(Data records)
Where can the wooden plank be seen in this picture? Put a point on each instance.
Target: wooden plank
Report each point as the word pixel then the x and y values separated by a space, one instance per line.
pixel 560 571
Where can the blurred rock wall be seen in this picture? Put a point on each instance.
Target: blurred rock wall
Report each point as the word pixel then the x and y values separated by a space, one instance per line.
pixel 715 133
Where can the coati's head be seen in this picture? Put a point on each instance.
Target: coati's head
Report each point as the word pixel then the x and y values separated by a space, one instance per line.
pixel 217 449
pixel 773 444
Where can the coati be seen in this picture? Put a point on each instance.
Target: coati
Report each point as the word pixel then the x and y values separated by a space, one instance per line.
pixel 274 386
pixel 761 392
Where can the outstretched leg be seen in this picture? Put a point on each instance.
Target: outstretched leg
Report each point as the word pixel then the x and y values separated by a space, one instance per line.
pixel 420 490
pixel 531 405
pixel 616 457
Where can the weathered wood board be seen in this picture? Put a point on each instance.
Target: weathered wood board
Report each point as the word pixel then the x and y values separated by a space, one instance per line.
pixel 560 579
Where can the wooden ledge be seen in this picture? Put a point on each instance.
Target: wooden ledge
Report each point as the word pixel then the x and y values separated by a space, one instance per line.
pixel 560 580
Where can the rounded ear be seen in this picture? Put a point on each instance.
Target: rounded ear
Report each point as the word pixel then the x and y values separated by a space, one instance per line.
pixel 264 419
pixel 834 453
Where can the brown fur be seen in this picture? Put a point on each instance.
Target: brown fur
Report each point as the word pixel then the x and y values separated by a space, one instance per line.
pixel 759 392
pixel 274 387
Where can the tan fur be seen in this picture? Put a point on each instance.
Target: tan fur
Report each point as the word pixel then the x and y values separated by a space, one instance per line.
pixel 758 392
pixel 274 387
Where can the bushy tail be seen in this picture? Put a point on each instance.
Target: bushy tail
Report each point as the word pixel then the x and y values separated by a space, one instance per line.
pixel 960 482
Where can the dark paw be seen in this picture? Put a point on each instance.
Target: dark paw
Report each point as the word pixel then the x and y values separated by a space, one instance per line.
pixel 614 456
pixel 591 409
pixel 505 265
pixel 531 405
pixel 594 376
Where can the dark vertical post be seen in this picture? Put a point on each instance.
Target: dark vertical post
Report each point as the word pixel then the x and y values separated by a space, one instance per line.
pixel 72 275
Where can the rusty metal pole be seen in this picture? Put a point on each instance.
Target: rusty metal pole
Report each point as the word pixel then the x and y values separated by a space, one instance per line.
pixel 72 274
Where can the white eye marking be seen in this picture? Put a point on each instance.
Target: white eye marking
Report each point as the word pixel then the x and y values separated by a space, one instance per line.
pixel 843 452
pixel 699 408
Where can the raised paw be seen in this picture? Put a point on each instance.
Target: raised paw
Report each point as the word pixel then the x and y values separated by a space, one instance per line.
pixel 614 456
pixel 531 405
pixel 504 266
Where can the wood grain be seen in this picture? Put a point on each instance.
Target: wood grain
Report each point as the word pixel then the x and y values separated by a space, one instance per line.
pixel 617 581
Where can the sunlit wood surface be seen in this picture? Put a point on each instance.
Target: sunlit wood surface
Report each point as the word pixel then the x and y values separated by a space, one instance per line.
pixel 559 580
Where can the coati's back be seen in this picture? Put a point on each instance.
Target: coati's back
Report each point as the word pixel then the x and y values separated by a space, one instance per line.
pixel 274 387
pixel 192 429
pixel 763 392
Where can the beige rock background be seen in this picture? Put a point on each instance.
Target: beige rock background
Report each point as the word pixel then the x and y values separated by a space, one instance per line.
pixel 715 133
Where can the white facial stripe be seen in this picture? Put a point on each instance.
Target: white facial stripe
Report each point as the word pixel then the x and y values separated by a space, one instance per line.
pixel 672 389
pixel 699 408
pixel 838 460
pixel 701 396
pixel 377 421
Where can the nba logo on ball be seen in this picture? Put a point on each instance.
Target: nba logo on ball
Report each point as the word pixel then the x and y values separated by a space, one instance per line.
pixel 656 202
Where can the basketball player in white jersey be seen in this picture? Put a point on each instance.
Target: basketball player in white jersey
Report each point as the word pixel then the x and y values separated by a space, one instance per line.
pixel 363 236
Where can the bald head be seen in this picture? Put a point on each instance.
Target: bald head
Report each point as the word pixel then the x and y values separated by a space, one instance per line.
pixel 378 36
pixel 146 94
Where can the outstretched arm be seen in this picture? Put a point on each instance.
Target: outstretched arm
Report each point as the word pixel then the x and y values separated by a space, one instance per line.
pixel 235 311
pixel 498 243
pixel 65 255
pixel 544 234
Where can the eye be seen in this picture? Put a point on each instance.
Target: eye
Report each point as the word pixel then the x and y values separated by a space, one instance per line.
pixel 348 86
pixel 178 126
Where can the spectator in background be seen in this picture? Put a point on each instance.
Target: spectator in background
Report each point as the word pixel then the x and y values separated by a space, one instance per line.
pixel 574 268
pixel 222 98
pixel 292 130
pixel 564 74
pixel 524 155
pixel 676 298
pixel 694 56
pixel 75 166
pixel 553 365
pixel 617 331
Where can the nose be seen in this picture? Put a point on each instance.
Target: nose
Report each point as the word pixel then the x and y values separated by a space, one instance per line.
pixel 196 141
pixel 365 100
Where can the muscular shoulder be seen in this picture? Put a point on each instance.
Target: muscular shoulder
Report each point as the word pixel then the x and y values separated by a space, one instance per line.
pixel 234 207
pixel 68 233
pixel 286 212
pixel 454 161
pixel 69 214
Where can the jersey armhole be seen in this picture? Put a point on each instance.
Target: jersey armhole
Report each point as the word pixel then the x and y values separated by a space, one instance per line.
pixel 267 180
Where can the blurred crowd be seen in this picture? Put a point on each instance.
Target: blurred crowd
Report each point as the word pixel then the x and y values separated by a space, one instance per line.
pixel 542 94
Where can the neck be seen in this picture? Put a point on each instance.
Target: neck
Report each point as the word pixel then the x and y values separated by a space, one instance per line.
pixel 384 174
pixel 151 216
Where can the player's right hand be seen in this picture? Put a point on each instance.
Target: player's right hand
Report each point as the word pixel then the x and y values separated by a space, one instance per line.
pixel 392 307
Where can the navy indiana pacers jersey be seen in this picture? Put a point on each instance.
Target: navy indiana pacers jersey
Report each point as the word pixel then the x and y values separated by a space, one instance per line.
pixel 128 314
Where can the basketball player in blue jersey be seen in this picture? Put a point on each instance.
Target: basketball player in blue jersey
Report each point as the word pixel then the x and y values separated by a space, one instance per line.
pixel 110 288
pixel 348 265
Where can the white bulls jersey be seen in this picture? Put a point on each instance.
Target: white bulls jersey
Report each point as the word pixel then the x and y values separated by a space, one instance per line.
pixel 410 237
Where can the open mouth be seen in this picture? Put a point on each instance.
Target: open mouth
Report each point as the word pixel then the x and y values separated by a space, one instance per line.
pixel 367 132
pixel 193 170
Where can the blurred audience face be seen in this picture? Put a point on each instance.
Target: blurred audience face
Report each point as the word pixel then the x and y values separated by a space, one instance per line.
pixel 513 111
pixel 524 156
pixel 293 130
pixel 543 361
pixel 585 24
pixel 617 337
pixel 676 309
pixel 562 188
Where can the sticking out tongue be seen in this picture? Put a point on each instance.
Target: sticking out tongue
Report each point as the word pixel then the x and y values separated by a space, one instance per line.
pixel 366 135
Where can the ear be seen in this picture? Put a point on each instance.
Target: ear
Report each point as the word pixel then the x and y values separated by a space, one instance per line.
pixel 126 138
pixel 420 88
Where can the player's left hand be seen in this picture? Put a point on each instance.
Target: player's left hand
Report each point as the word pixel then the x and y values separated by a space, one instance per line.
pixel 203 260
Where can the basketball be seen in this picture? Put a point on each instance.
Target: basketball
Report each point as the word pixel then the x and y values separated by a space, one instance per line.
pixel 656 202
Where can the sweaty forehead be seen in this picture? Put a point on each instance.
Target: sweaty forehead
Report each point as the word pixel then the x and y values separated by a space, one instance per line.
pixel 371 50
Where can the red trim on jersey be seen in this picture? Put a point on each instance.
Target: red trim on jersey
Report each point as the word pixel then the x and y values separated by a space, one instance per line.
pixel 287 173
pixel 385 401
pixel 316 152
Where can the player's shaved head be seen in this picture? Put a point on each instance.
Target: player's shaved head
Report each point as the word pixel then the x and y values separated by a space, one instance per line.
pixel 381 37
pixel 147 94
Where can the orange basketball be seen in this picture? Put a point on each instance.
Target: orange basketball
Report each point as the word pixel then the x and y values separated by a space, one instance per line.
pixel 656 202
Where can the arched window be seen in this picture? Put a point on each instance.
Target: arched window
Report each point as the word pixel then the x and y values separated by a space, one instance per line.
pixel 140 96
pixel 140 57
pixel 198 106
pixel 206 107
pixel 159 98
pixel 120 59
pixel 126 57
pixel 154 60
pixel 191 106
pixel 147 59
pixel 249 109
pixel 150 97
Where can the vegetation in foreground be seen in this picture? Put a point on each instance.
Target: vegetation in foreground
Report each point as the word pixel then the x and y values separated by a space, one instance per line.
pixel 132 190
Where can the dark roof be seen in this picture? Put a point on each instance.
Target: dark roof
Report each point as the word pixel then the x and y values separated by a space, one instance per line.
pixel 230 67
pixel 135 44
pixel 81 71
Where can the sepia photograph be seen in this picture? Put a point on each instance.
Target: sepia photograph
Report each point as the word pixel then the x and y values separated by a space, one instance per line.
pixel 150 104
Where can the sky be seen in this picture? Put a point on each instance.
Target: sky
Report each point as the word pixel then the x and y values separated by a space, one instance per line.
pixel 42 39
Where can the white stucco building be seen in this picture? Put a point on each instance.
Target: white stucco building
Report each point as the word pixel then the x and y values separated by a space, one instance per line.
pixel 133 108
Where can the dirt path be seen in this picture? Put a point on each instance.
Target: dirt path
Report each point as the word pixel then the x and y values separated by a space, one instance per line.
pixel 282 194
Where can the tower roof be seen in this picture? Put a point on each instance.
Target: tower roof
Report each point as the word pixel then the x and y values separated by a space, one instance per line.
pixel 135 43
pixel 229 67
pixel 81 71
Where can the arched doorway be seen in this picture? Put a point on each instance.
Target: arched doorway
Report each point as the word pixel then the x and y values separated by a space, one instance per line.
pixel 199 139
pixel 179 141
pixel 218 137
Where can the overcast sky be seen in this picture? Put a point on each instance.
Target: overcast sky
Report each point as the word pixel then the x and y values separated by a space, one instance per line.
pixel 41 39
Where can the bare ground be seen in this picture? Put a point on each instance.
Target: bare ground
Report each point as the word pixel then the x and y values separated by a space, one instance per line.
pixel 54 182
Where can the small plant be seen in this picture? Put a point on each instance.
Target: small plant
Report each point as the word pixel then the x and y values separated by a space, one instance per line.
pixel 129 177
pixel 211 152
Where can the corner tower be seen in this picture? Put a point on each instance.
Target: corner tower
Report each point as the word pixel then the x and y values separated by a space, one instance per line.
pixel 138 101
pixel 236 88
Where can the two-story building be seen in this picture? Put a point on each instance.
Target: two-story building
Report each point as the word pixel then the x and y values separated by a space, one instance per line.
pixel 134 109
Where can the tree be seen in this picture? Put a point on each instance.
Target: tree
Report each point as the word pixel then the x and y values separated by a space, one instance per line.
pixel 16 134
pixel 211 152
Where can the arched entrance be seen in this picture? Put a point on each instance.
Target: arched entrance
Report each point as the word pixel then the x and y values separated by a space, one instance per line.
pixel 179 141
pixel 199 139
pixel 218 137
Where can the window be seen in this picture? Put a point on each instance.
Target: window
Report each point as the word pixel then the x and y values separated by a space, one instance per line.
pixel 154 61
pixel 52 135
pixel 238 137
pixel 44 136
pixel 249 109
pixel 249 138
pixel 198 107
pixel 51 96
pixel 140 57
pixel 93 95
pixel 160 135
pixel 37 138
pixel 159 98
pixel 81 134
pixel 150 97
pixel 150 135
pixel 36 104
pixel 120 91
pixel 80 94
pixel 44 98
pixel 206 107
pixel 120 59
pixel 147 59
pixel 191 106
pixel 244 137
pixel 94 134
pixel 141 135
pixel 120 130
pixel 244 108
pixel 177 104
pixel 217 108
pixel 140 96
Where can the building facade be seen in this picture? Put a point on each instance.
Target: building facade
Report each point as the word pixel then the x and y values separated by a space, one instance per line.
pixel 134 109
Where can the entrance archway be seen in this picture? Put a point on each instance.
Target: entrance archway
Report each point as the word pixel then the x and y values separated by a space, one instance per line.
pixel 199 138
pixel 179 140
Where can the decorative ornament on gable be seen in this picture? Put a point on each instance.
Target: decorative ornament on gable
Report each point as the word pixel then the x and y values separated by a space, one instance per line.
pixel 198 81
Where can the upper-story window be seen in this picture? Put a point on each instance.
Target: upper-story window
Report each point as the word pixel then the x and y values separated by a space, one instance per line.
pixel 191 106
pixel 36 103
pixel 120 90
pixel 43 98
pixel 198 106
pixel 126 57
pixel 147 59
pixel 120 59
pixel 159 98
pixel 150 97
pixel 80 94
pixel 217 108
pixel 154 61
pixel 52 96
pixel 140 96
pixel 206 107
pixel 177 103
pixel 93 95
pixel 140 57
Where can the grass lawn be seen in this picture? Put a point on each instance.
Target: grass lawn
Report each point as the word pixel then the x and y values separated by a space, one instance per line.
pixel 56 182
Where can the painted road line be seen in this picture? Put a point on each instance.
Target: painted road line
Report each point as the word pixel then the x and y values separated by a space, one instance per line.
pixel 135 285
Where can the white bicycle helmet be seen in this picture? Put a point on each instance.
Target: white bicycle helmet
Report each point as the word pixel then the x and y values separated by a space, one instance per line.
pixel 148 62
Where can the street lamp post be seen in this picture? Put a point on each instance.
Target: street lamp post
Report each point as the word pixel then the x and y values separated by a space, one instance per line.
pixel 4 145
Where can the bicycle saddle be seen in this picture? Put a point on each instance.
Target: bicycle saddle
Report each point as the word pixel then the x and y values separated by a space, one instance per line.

## TASK GOAL
Reproduce the records above exactly, from the first line through the line containing "Target: blurred rock wall", and output nothing else.

## ANSWER AREA
Where can the wooden plank be seen in this picture? Put a point on each instance.
Target: wooden plank
Report each point as the word pixel then the x and y values separated by a space, one instance per line.
pixel 560 571
Where can the blurred rock wall be seen in this picture? Put a point on each instance.
Target: blurred rock wall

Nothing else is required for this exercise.